--- Objective ---
Take the line that has "In this exercise you will indicate the building" in it and every line after it to the end of the entries, and reproduce them exactly.

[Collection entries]

──────

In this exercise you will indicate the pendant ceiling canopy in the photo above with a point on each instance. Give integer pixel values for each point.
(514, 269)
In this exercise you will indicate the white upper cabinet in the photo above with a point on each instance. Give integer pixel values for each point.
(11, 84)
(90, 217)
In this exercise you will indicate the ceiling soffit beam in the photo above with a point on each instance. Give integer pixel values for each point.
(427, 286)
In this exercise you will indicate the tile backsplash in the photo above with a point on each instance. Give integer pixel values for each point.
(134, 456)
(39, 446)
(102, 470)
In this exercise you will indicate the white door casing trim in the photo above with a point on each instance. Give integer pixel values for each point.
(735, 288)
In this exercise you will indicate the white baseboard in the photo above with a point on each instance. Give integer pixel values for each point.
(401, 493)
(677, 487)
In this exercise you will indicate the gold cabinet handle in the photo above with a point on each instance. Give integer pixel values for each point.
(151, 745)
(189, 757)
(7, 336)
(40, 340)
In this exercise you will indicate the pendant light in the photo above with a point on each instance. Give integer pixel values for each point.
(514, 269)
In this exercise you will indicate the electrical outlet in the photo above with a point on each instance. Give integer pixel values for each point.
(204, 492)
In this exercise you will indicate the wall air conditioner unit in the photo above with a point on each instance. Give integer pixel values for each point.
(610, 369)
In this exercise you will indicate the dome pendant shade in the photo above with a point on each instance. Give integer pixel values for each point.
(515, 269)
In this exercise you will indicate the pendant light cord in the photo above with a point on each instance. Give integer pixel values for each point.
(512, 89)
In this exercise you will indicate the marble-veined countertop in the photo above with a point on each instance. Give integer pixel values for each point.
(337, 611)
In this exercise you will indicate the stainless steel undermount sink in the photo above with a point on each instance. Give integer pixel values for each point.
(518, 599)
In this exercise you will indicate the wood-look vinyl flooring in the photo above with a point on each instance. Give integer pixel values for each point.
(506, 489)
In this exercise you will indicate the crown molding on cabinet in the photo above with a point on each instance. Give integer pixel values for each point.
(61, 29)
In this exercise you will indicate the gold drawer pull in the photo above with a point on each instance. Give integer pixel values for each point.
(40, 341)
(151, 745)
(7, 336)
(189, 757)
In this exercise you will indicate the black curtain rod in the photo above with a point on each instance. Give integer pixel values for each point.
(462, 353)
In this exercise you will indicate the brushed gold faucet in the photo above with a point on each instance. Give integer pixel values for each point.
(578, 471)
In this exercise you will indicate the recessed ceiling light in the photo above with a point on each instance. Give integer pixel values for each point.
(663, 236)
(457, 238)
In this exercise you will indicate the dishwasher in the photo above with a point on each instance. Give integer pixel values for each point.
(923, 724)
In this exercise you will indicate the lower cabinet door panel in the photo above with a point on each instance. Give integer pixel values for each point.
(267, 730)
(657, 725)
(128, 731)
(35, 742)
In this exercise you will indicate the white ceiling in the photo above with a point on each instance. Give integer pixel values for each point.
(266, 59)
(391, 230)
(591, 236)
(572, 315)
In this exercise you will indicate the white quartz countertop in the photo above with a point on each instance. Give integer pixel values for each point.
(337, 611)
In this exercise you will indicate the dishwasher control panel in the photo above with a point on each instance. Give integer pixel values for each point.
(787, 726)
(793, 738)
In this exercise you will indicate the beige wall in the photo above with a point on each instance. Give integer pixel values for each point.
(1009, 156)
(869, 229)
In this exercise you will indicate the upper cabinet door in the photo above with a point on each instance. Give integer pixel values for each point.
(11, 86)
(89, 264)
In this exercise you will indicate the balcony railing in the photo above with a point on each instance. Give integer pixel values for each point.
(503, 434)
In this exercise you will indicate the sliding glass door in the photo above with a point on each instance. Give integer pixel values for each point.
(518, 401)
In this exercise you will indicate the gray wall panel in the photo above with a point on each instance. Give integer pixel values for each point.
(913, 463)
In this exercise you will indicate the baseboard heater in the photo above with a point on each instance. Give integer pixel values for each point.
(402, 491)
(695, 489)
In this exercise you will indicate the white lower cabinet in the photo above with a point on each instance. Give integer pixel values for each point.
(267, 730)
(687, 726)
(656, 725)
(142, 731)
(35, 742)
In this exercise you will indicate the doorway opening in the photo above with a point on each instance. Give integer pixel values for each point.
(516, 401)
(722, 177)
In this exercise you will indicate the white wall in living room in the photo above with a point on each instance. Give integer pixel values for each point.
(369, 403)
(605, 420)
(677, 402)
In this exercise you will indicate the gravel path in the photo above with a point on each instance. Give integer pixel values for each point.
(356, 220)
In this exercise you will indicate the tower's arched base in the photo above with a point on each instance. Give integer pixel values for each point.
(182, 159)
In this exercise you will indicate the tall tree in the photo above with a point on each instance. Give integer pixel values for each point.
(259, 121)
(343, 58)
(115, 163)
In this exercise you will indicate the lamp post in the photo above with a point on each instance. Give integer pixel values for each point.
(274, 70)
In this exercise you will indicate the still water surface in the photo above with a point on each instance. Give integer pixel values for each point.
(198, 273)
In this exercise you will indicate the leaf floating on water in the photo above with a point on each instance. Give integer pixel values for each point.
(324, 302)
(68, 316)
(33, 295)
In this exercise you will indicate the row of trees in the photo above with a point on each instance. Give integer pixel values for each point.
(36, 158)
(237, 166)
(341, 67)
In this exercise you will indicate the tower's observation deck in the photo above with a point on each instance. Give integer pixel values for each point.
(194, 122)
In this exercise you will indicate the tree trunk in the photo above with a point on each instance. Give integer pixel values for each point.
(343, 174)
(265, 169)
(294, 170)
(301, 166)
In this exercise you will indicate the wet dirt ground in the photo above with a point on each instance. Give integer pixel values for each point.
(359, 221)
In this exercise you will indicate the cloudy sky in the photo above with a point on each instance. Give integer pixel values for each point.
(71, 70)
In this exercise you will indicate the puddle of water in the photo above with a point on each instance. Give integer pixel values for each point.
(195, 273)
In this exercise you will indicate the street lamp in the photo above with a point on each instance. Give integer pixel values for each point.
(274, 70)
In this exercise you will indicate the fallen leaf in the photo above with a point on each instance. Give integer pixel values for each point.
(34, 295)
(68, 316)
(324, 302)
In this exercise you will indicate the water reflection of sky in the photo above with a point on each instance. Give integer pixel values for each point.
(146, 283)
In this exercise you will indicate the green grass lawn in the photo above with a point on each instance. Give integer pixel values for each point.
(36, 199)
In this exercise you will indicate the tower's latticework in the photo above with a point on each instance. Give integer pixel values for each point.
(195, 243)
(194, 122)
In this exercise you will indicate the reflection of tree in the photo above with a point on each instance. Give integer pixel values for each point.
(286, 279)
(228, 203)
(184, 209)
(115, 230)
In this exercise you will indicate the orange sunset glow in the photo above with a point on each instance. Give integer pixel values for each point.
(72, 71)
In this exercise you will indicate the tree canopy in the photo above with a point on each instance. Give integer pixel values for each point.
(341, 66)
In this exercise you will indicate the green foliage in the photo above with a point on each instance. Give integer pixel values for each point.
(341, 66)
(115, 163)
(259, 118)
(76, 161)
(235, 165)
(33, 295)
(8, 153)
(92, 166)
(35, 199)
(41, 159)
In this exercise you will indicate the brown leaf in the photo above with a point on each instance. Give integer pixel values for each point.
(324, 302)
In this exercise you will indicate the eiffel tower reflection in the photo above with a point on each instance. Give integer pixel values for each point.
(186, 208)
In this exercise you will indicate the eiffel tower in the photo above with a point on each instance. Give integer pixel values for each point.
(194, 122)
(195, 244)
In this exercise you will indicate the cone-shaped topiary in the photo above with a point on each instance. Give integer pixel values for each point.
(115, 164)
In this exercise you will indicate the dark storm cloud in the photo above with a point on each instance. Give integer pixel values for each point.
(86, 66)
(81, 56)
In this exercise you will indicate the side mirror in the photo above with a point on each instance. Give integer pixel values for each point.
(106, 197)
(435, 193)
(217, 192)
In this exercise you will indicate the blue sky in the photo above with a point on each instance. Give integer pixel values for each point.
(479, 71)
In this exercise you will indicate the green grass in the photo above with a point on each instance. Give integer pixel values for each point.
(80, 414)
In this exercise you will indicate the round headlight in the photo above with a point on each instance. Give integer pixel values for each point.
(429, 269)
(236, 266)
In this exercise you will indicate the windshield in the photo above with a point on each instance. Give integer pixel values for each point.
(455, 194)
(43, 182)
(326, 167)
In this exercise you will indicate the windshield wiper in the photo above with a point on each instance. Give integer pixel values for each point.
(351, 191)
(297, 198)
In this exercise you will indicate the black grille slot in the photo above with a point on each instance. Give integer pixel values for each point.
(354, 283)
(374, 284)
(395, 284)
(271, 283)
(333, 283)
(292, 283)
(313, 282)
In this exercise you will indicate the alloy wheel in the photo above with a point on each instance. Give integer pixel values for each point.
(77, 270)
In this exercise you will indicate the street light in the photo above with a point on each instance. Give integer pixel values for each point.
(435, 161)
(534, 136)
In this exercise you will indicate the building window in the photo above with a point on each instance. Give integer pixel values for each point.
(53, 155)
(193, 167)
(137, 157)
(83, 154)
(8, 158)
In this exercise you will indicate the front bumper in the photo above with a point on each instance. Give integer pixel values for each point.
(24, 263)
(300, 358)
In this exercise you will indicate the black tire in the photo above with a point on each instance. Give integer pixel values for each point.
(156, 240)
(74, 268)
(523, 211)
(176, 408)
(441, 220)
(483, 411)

──────

--- Solved exercise ---
In this exercise you will indicate the building window in the photo above with a point on each instance. Give integer pixel values for each point.
(53, 155)
(193, 167)
(137, 157)
(83, 154)
(8, 158)
In this exercise you will indicate the front bumper in the photo above with a point on each instance. Give integer pixel values for each point.
(24, 263)
(300, 358)
In this exercise you will indicate the black tire in the photo above with a point on each instance. Give integer pixel values for each point.
(156, 240)
(74, 268)
(523, 211)
(176, 408)
(441, 220)
(483, 411)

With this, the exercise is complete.